- Written tasks:
(a) Rewrite the passage of the article on Ngatia's slum plan from "These essential services" up to and including "of illegal connections.", changing "garbage collection" to "waste collection".
(b) Please show every line of the records that contains the word "green", copied in full.

- Source excerpt:
<<<<
Ngatia Reveals Slums’ Plan for Nairobi as Governor

Ngatia Reveals Slums’ Plan for Nairobi as Governor

The Nairobi gubernatorial candidate and businessman Richard Ngatia has pledged that his county government will upgrade slums and informal settlements.

Ngatia who is the Kenya National Chamber of Commerce and Industry (KNCCI) president said that the lack of recognition of slums and settlements as residential areas for city planning and budgeting purposes has meant that residents have been denied a range of essential services provided by the government to other residents of the city.

These essential services include water, sanitation, electricity, garbage collection, health, education, access roads and transport.

This has led to the Nairobi county government has failing to address the issues affecting those living in slums and informal settlements to lack adequate physical infrastructure such as accessibility (roads and footpaths), sewer systems, drainage, water and sanitation facilities, electricity and street lighting. Where such facilities exist, they are in a bad state or are results of illegal connections.
>>>>
- Provided information:
<<<<
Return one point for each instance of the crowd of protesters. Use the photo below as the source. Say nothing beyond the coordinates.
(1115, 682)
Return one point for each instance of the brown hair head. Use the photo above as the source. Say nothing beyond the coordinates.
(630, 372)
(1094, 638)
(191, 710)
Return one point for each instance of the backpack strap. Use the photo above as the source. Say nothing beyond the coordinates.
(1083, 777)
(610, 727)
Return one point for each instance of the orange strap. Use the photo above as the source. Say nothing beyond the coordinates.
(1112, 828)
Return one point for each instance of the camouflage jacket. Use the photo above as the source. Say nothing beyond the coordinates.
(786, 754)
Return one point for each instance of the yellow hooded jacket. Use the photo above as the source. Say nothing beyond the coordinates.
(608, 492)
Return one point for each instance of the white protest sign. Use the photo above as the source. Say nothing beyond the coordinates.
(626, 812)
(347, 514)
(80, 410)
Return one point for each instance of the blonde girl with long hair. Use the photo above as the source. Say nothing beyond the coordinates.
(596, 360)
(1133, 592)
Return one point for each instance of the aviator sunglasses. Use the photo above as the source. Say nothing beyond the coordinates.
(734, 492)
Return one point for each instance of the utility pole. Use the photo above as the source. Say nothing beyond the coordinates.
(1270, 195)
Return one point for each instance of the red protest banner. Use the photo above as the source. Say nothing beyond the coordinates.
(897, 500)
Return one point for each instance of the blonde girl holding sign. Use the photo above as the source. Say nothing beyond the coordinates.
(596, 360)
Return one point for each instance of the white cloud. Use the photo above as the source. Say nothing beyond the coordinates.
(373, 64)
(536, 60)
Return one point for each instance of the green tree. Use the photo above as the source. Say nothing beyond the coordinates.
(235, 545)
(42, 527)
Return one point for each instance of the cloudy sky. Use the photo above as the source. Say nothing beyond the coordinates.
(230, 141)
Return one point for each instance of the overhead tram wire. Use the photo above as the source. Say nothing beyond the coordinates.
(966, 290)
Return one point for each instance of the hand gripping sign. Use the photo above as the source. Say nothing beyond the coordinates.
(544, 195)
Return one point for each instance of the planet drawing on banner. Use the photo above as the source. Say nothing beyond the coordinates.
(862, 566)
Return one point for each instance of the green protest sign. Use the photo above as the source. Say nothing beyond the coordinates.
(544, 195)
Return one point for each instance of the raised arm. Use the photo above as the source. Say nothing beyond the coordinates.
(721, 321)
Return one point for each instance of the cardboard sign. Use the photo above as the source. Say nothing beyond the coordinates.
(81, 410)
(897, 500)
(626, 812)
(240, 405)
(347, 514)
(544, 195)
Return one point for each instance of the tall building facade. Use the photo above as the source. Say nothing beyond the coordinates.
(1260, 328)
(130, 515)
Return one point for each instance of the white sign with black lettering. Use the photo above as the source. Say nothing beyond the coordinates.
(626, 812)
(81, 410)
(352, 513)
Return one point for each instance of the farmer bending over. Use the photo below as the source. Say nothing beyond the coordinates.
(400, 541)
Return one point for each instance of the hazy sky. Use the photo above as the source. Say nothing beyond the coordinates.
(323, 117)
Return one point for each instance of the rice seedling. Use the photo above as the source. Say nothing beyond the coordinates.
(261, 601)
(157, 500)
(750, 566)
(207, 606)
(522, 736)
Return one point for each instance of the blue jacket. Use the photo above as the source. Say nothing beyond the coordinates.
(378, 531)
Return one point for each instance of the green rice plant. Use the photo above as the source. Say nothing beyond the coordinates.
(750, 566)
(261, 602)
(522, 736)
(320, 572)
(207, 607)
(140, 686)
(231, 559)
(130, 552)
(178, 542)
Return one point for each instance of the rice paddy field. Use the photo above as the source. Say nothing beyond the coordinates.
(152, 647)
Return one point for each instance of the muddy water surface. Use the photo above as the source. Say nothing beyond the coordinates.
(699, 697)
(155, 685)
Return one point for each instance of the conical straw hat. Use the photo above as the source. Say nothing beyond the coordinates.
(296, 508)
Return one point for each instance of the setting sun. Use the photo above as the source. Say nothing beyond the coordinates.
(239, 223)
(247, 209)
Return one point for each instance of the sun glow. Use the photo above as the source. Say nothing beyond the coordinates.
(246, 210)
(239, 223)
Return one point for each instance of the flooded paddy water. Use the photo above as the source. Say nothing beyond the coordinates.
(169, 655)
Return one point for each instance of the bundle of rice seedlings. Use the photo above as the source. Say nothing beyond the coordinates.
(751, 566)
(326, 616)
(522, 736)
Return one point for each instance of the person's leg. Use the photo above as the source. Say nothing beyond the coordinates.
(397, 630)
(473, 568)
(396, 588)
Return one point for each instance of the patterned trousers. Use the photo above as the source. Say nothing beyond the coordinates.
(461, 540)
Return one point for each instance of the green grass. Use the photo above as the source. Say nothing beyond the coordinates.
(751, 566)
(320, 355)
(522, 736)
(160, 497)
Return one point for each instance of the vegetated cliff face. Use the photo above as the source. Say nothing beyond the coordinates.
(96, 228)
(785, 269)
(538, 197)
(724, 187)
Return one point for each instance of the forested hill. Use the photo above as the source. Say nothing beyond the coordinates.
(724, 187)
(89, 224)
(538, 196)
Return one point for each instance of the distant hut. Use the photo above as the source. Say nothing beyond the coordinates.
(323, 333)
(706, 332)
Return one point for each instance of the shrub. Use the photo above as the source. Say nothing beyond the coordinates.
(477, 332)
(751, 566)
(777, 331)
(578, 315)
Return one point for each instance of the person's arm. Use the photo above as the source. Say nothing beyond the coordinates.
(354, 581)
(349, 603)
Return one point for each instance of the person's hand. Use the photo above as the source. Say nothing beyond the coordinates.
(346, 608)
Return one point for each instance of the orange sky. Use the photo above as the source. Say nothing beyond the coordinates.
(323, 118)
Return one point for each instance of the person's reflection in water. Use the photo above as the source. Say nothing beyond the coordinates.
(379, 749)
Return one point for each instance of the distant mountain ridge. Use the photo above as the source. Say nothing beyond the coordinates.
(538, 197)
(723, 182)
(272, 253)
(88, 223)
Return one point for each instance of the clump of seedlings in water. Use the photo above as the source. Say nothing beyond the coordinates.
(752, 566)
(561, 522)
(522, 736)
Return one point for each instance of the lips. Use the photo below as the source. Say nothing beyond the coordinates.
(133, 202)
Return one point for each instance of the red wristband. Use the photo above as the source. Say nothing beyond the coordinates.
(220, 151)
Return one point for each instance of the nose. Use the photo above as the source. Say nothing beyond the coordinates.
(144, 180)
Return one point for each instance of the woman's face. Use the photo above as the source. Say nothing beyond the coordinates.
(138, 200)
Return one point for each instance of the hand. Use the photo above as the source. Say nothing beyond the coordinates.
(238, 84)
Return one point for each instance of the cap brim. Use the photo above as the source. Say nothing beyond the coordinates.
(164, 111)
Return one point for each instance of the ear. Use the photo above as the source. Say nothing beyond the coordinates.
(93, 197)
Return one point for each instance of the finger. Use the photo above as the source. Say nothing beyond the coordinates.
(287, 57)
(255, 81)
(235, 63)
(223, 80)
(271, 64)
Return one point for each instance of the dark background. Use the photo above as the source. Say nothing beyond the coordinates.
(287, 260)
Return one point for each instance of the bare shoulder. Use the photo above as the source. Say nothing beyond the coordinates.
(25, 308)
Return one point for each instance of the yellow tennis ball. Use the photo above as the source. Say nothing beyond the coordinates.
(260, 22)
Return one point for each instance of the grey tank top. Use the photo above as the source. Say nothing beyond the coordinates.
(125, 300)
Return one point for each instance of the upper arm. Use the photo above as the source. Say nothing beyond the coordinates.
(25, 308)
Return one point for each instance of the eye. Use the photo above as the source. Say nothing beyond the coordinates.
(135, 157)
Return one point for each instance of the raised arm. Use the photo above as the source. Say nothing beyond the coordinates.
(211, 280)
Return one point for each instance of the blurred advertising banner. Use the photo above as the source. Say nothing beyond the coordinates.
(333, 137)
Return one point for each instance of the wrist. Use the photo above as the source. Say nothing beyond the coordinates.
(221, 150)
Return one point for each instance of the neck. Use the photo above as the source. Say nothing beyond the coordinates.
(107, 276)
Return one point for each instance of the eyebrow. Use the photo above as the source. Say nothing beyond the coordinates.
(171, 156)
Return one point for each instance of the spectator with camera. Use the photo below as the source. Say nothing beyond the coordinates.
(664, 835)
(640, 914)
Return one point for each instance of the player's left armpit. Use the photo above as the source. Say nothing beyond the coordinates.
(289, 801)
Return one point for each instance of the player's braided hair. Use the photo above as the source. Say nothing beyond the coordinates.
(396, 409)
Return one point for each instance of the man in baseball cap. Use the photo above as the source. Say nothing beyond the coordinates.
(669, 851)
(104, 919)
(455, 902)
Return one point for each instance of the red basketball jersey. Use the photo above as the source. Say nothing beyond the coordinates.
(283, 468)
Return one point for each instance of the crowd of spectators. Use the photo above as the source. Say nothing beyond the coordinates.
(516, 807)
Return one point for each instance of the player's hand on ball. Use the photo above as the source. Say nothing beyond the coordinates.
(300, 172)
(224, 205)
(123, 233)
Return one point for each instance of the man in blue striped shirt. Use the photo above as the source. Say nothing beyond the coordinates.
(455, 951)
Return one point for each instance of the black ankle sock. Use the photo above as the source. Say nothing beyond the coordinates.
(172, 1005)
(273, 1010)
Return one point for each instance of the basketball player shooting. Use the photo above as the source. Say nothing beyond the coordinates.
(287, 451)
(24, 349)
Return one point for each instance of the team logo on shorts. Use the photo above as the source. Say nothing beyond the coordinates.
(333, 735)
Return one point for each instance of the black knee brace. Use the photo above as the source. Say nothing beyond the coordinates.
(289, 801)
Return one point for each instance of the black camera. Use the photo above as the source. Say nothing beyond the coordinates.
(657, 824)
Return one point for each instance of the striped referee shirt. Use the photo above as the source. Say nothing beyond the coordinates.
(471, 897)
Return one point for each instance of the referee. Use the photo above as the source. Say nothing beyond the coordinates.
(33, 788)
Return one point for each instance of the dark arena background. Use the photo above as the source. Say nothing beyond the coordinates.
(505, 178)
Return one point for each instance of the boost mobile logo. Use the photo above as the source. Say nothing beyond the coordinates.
>>>>
- Task answers:
(a)
These essential services include water, sanitation, electricity, waste collection, health, education, access roads and transport.

This has led to the Nairobi county government has failing to address the issues affecting those living in slums and informal settlements to lack adequate physical infrastructure such as accessibility (roads and footpaths), sewer systems, drainage, water and sanitation facilities, electricity and street lighting. Where such facilities exist, they are in a bad state or are results of illegal connections.

(b)
Return one point for each instance of the green tree. Use the photo above as the source. Say nothing beyond the coordinates.
Return one point for each instance of the green protest sign. Use the photo above as the source. Say nothing beyond the coordinates.
Return one point for each instance of the green rice plant. Use the photo above as the source. Say nothing beyond the coordinates.
Return one point for each instance of the green grass. Use the photo above as the source. Say nothing beyond the coordinates.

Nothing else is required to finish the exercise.